Document passage:
In June 2002, the FASB issued SFAS 146, Accounting for Costs Associated with Exit or Disposal Activities, which is effective January 1, 2003. SFAS 146 nullifies Emerging Issues Task Force Issue No. 94-3, Liability Recognition for Certain Employee Termination Benefits and Other Costs to Exit an Activity (Including Certain Costs Incurred in a Restructuring). This statement requires that an exit or disposal activity-related cost be recognized when the liability is incurred instead of when an entity commits
10
to an exit plan. The Corporation does not believe that the adoption of SFAS 146 will have a significant impact on its financial position or results of operations.
NOTE 9 SUBSEQUENT EVENTS
On November 11, 2002, the Corporation announced plans to sell its global utilities practice to Wipro, Ltd. for approximately $26 million, as part of the Corporations continuing strategy to reposition for growth. The agreement includes the transfer of customers and intellectual property. The transaction, which is scheduled to close prior to year-end, has been approved by the board of directors of both companies and is subject to customary legal approvals and closing conditions.

Excerpted records:
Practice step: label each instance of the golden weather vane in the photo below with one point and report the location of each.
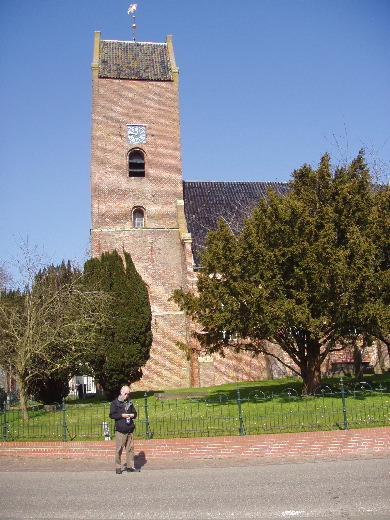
(131, 10)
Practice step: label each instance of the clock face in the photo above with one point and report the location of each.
(136, 133)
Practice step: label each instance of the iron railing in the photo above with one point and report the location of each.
(239, 413)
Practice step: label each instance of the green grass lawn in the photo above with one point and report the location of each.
(258, 407)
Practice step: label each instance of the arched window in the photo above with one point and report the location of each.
(136, 164)
(138, 218)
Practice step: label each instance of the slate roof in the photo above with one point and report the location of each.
(134, 60)
(205, 202)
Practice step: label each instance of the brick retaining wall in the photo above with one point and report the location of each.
(332, 443)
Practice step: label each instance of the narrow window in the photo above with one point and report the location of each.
(136, 164)
(138, 218)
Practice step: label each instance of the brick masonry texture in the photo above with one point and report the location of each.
(156, 249)
(364, 442)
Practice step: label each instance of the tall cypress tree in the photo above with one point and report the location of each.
(126, 342)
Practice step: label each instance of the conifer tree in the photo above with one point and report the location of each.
(126, 342)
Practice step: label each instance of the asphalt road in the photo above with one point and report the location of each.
(353, 489)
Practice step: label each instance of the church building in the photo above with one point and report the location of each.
(141, 204)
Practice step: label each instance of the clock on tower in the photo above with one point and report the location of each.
(136, 134)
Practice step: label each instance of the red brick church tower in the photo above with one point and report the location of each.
(136, 184)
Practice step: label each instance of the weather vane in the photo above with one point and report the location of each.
(131, 10)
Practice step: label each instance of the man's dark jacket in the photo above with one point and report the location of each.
(117, 408)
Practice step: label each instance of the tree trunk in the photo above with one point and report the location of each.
(311, 367)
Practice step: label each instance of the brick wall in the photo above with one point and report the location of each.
(156, 249)
(372, 441)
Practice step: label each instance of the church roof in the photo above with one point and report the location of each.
(205, 202)
(134, 60)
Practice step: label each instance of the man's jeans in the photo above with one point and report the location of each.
(124, 441)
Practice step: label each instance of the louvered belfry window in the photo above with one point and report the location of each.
(138, 218)
(136, 164)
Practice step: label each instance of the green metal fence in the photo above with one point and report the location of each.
(244, 412)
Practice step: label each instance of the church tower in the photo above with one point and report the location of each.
(136, 185)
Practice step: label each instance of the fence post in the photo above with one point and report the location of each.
(63, 420)
(5, 421)
(146, 416)
(344, 404)
(240, 411)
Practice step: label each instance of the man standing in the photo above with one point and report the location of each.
(123, 412)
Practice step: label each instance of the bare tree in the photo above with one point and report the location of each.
(49, 325)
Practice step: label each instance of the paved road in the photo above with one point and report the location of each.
(352, 489)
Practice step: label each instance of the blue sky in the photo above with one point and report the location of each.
(265, 86)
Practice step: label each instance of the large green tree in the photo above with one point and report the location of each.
(48, 328)
(126, 343)
(304, 272)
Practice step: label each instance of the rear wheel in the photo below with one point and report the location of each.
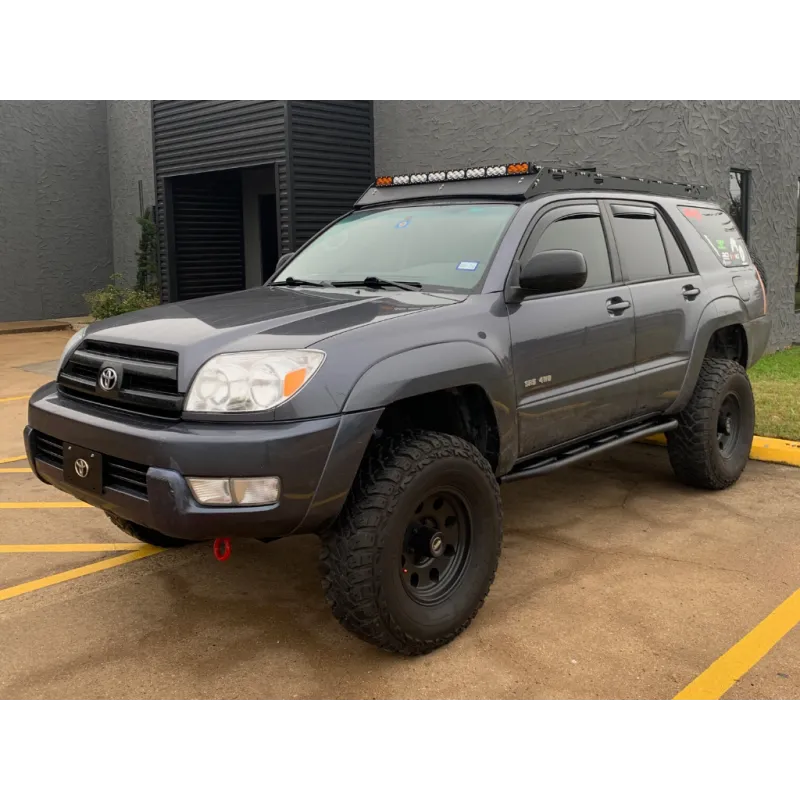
(147, 535)
(711, 447)
(416, 552)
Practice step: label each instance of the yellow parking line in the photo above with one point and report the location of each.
(722, 676)
(21, 549)
(13, 460)
(30, 506)
(74, 574)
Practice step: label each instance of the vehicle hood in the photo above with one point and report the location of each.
(267, 318)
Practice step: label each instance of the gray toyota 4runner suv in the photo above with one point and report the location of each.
(458, 330)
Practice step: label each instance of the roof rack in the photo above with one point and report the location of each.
(520, 181)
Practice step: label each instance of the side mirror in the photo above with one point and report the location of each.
(283, 261)
(554, 271)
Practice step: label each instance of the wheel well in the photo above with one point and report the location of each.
(465, 412)
(730, 344)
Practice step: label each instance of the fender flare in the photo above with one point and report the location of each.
(723, 312)
(439, 367)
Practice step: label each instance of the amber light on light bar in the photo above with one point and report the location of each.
(474, 173)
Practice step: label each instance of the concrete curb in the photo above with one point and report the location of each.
(9, 328)
(770, 451)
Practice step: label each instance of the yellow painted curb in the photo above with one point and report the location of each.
(771, 451)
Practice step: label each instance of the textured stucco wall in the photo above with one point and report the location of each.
(130, 155)
(55, 216)
(695, 139)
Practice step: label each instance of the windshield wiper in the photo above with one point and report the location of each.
(381, 283)
(299, 282)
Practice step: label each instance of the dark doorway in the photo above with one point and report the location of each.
(270, 245)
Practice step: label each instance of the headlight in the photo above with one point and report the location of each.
(71, 345)
(242, 383)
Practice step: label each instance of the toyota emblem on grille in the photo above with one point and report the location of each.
(109, 380)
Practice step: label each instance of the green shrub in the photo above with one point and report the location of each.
(147, 254)
(118, 299)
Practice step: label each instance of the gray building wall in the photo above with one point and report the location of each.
(130, 157)
(55, 215)
(694, 139)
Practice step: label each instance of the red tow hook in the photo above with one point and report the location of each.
(223, 550)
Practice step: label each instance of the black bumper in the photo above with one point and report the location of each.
(316, 461)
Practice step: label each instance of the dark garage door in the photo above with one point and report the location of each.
(208, 234)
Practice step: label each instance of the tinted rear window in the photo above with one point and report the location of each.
(721, 234)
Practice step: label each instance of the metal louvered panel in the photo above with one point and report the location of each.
(205, 134)
(331, 157)
(322, 148)
(286, 239)
(208, 235)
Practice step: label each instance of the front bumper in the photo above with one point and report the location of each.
(316, 460)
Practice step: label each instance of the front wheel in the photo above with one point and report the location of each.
(711, 447)
(416, 551)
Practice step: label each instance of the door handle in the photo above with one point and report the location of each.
(617, 306)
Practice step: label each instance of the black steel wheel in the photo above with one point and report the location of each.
(414, 556)
(437, 547)
(729, 425)
(711, 447)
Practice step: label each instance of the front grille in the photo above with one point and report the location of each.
(125, 476)
(149, 383)
(49, 450)
(118, 474)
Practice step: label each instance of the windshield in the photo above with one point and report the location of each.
(441, 247)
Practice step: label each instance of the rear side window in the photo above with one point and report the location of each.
(641, 248)
(677, 260)
(721, 235)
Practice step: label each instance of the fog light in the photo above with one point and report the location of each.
(209, 492)
(245, 492)
(256, 491)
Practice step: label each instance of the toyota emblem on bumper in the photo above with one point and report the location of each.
(109, 380)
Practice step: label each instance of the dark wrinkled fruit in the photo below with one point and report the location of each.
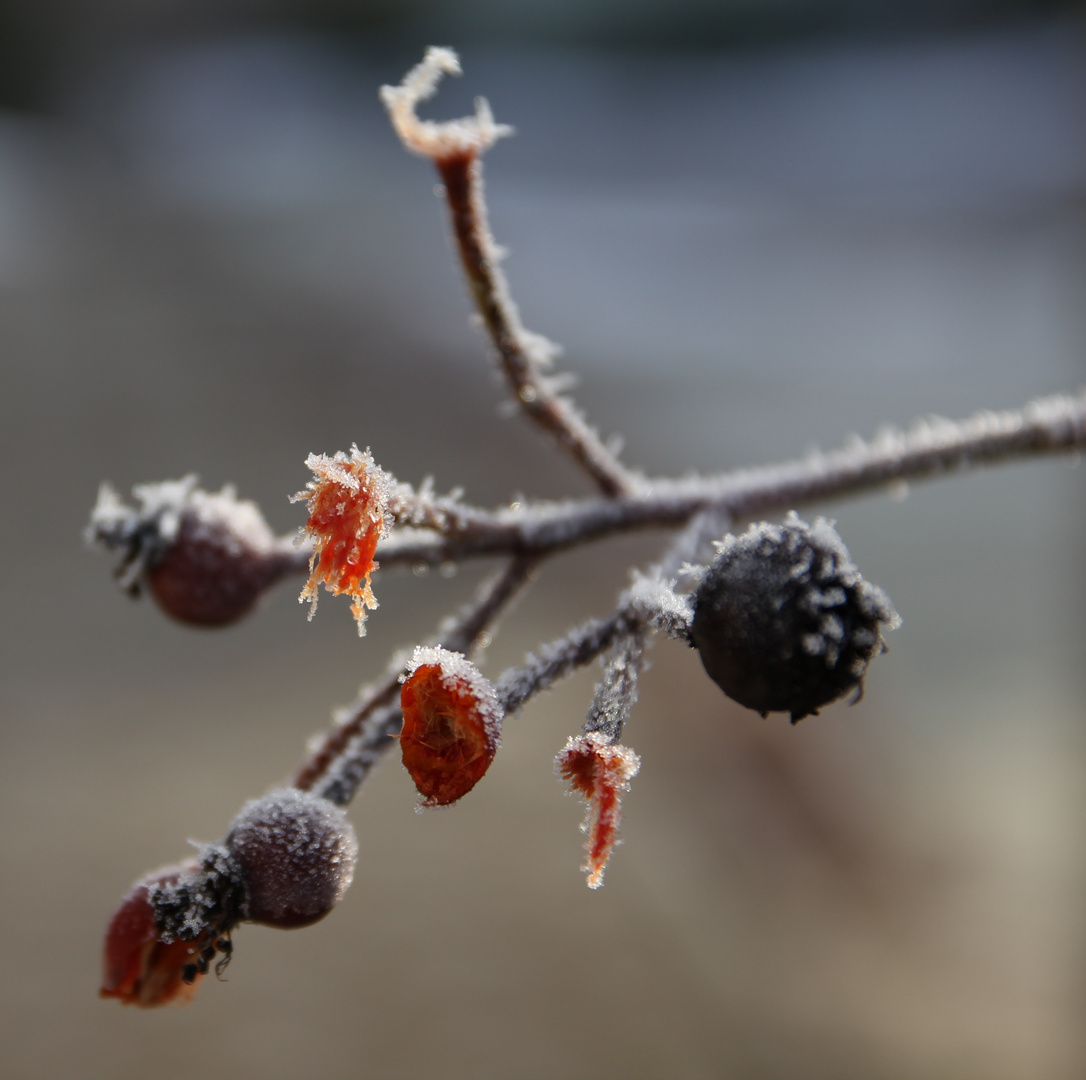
(783, 620)
(297, 854)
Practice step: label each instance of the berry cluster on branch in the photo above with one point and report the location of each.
(781, 617)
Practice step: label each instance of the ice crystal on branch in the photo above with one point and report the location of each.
(452, 725)
(469, 136)
(348, 503)
(600, 771)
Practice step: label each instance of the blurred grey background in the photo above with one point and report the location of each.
(756, 227)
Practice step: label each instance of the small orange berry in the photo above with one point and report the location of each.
(348, 503)
(452, 725)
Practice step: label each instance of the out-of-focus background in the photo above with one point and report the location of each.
(756, 227)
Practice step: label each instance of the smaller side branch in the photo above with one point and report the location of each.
(930, 449)
(456, 149)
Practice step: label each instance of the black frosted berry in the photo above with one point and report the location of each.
(295, 853)
(783, 620)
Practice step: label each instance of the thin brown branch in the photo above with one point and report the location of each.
(927, 450)
(456, 149)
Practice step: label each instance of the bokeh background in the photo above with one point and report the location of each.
(756, 227)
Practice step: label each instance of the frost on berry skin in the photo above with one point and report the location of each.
(205, 557)
(295, 853)
(452, 725)
(783, 620)
(600, 771)
(138, 968)
(348, 502)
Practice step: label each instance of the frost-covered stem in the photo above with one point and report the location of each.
(364, 729)
(649, 603)
(521, 354)
(929, 449)
(456, 149)
(463, 633)
(617, 691)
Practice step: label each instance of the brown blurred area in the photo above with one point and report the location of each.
(214, 258)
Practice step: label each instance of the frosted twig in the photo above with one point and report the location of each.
(929, 449)
(618, 689)
(456, 148)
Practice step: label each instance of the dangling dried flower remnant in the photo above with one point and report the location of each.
(601, 771)
(452, 725)
(348, 503)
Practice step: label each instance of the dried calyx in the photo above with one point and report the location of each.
(783, 620)
(206, 557)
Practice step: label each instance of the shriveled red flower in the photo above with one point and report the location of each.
(600, 771)
(140, 969)
(348, 503)
(452, 725)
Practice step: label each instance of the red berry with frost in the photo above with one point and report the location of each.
(783, 620)
(295, 853)
(137, 967)
(452, 725)
(205, 557)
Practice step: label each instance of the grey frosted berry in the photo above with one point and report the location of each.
(297, 855)
(783, 620)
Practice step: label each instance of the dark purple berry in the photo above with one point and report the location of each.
(783, 620)
(295, 853)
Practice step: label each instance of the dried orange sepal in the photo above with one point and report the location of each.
(600, 771)
(452, 725)
(348, 503)
(138, 968)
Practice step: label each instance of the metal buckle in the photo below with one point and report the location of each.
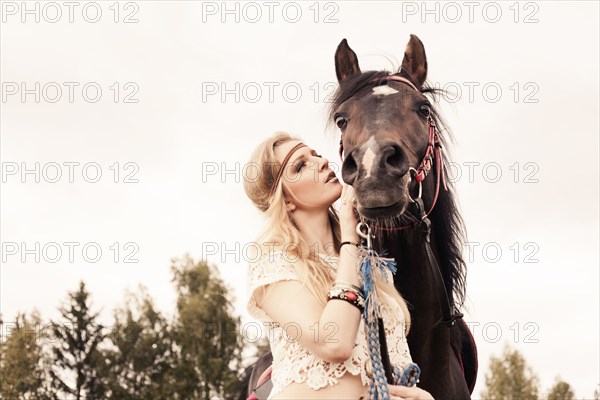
(409, 181)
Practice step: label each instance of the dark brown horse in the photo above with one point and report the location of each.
(385, 130)
(385, 124)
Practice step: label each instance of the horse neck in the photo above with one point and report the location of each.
(414, 278)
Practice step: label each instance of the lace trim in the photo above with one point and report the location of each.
(292, 362)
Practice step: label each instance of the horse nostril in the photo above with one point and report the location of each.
(349, 169)
(394, 157)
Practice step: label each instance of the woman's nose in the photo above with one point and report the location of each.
(325, 163)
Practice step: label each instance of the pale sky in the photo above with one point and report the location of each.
(180, 98)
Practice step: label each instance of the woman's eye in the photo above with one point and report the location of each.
(341, 122)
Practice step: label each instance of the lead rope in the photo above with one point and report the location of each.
(371, 264)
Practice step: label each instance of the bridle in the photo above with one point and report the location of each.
(434, 149)
(432, 154)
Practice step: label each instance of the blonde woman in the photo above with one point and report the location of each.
(319, 346)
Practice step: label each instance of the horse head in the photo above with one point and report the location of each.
(385, 121)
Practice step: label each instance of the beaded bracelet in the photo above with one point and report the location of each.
(342, 283)
(351, 296)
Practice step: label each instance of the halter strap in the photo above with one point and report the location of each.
(434, 151)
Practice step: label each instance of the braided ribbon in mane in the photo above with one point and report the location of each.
(372, 265)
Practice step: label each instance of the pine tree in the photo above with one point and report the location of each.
(75, 350)
(21, 360)
(138, 366)
(206, 332)
(561, 391)
(510, 378)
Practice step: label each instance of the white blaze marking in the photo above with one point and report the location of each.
(369, 156)
(383, 90)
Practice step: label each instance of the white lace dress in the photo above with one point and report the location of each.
(291, 361)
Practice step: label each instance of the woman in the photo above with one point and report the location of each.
(319, 346)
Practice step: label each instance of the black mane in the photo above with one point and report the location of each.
(449, 228)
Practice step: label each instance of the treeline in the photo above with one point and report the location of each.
(142, 355)
(195, 355)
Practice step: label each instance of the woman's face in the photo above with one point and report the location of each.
(308, 182)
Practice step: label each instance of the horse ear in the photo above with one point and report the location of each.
(414, 64)
(346, 62)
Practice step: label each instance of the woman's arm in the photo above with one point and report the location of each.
(330, 331)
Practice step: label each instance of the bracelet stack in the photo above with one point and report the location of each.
(347, 292)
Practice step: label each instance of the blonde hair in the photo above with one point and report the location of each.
(281, 233)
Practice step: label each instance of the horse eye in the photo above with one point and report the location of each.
(341, 122)
(425, 110)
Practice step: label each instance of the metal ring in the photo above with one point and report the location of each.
(410, 180)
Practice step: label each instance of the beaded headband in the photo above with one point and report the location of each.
(282, 167)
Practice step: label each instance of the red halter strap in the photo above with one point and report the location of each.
(434, 150)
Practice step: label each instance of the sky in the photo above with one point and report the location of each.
(126, 128)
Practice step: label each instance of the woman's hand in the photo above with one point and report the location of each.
(408, 393)
(348, 220)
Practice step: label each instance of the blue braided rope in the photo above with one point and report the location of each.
(378, 387)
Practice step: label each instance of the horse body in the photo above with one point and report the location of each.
(386, 121)
(386, 126)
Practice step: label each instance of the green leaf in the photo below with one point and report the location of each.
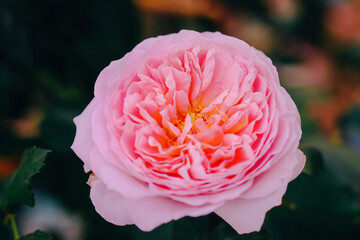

Written instruction 1: In the accounting note about SFAS 146 and the planned sale to Wipro, Ltd., translate this sentence into French: "The agreement includes the transfer of customers and intellectual property."
Written instruction 2: According to the accounting note, what was the approximate price for which the Corporation planned to sell its global utilities practice to Wipro, Ltd.?
Written instruction 3: Continue the accounting note on SFAS 146 and the Wipro, Ltd. sale, beginning after its final sentence.

Exercise result 1: L'accord comprend le transfert des clients et de la propriété intellectuelle.

Exercise result 2: Approximately $26 million.

Exercise result 3:
On November 13, 2002, the Corporation replaced its former $120 million multi-currency bank credit facility with a new $160 million three year multi-currency bank credit agreement that expires on November 13, 2005. The new credit facility is available for general corporate purposes and the Corporation presently has no outstanding borrowings under the facility. The Corporation and certain subsidiaries may borrow funds under the new revolving credit agreement in the approved currencies, subject to certain minimum amounts per borrowing. Interest on such borrowings generally ranges from LIBOR plus 112.5 basis points to 175.0 basis points, depending on the debt-to-EBITDA ratio, as defined in the agreement. The Corporation is required to pay a facility fee ranging from 50 to 65 basis points per annum on the total facility based on the debt-to-EBITDA ratio. The new revolving credit agreement includes covenants relating to the maintenance of certain financial ratios, and may impose restrictions on our ability to pay dividends or make acquisitions, divestitures and investments.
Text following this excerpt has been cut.